> [Your assignment]: All lines from the one with "Category: white sleeve" through the end of the records below are to be given again exactly, and nothing else.

================

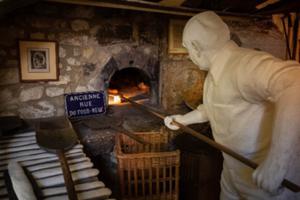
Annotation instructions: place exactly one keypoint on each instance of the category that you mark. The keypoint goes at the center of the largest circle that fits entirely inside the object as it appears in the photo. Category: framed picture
(38, 61)
(175, 36)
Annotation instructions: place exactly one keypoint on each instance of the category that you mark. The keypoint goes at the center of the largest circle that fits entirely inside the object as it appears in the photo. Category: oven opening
(131, 82)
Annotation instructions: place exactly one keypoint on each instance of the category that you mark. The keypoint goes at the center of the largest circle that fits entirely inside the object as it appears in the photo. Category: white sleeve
(198, 115)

================

> [Solution to this task]:
Annotation instructions: place exactly one keypoint on each instance of the category that you mark. The keypoint goes at the center of the largest circle that fits entirely inside the object as it appears in the photo. Category: white sleeve
(198, 115)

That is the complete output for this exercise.